▸ **Task brief**:
Return all of the data exactly as given.

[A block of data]

------------

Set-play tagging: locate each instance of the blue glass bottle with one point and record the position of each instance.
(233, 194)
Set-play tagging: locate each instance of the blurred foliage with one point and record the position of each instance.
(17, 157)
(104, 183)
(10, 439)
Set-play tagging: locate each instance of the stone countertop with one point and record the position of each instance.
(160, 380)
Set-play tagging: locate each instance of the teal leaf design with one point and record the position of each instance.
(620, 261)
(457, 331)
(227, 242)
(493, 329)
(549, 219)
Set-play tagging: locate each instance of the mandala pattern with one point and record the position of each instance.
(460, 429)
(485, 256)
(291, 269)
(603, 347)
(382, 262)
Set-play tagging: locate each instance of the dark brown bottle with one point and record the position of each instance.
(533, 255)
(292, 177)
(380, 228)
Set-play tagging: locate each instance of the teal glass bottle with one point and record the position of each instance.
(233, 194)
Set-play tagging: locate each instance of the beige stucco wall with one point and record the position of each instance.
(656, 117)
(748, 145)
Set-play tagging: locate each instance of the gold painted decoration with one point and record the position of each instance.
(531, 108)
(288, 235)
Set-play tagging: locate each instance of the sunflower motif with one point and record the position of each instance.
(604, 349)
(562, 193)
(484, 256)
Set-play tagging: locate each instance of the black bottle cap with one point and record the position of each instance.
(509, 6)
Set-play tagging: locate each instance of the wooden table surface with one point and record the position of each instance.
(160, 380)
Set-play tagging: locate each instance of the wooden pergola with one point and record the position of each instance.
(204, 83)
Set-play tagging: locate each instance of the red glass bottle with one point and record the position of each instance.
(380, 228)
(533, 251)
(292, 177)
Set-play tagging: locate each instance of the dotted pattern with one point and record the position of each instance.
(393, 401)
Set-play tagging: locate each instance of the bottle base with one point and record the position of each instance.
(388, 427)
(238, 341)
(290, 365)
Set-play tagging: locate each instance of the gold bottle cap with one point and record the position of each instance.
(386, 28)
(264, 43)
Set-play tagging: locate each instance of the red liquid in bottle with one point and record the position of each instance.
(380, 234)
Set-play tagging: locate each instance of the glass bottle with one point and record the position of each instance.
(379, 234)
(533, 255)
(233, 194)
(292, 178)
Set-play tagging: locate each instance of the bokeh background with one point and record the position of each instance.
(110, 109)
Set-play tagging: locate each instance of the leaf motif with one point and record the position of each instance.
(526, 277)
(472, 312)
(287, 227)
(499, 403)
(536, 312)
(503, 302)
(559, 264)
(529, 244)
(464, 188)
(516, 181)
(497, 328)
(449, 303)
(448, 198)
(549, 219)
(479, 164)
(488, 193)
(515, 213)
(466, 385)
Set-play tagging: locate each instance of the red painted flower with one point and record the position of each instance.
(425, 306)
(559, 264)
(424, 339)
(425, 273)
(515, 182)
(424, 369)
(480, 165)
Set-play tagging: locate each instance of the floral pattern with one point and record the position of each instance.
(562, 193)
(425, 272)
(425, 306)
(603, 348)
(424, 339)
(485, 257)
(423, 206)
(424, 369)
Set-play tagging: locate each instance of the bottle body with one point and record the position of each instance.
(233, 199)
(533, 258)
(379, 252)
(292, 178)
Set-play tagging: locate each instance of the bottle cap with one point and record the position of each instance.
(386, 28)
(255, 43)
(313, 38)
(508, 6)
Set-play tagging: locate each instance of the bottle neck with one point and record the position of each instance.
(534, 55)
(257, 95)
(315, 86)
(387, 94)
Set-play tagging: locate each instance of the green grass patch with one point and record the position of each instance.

------------

▸ **Task answer**:
Set-play tagging: locate each instance of the blue glass bottle with one point and record the position of each instance.
(233, 194)
Set-play tagging: locate each instance of the blurred foliage with one point and record the position of each instance.
(17, 157)
(104, 183)
(10, 439)
Set-play tagging: locate each instance of the stone countertop with one point and record the position of each instance.
(160, 380)
Set-play tagging: locate each instance of the teal leaf design with one point and record the position of each instance.
(620, 261)
(457, 331)
(227, 242)
(493, 329)
(549, 219)
Set-play tagging: locate each instance of the mandala pattern with one point and record the position of each instance.
(460, 429)
(485, 256)
(291, 269)
(603, 347)
(382, 262)
Set-play tagging: locate each instance of the dark brown bottle with one point and record the position of each instance.
(533, 255)
(292, 177)
(380, 228)
Set-play tagging: locate each instance of the teal glass bottle with one point and record the position of each instance.
(233, 194)
Set-play tagging: locate each instance of the beige stucco wall with one point and record the position of each instance.
(656, 117)
(748, 145)
Set-play tagging: locate each instance of the gold painted decoration with one point and record the position of each instance.
(531, 108)
(288, 235)
Set-play tagging: locate each instance of the sunflower motif with one point and record the position of each instance.
(604, 349)
(562, 193)
(484, 256)
Set-play tagging: locate each instance of the black bottle cap with one point and record the position of each instance.
(509, 6)
Set-play tagging: locate each instance of the wooden table surface with one point and record the position of each instance.
(160, 380)
Set-play tagging: locate each instance of the wooden pergola with one point and record the position of each instance.
(204, 83)
Set-play tagging: locate each instance of the red glass bottle with one point and record the position of each instance.
(380, 228)
(533, 251)
(292, 177)
Set-play tagging: locate each instance of the dotted pattern with one point and record the position of each instance.
(393, 401)
Set-play tagging: locate each instance of the bottle base with one point and record the position of each instance.
(388, 427)
(238, 341)
(290, 365)
Set-play tagging: locate each instance of the gold bottle cap with one point and record the position of each instance.
(386, 28)
(264, 43)
Set-play tagging: locate each instance of the red liquid in bottle with one point and record the position of each instance.
(380, 234)
Set-play tagging: locate each instance of the glass bottle with one point and record the position of each instance.
(379, 234)
(533, 255)
(233, 194)
(292, 178)
Set-play tagging: locate each instance of the bokeh background with one point and record the position of each instance.
(110, 109)
Set-play tagging: locate each instance of the leaf motif with one point and record the position of each instance.
(526, 277)
(472, 312)
(287, 227)
(499, 403)
(536, 312)
(503, 302)
(559, 264)
(529, 244)
(464, 188)
(516, 181)
(497, 328)
(449, 303)
(448, 198)
(549, 219)
(479, 164)
(488, 193)
(515, 213)
(466, 385)
Set-play tagging: locate each instance of the red painted flower with one point and record the position of each instance.
(425, 306)
(559, 264)
(424, 339)
(425, 273)
(515, 182)
(424, 369)
(480, 165)
Set-play tagging: locate each instance of the floral pattern with one point and record the position of each instance.
(562, 193)
(425, 272)
(425, 306)
(603, 348)
(424, 339)
(485, 257)
(423, 206)
(424, 369)
Set-play tagging: locate each instance of the bottle body with one point and record the position of each instance.
(233, 199)
(533, 258)
(379, 252)
(292, 178)
Set-play tagging: locate each instance of the bottle cap with one point and record the position of each instance.
(386, 28)
(255, 43)
(313, 38)
(508, 6)
Set-play tagging: locate each instance of the bottle neck with one point and record the position of each instance.
(534, 55)
(257, 95)
(315, 86)
(387, 94)
Set-play tagging: locate each instance of the green grass patch with one point and record the position of each instance.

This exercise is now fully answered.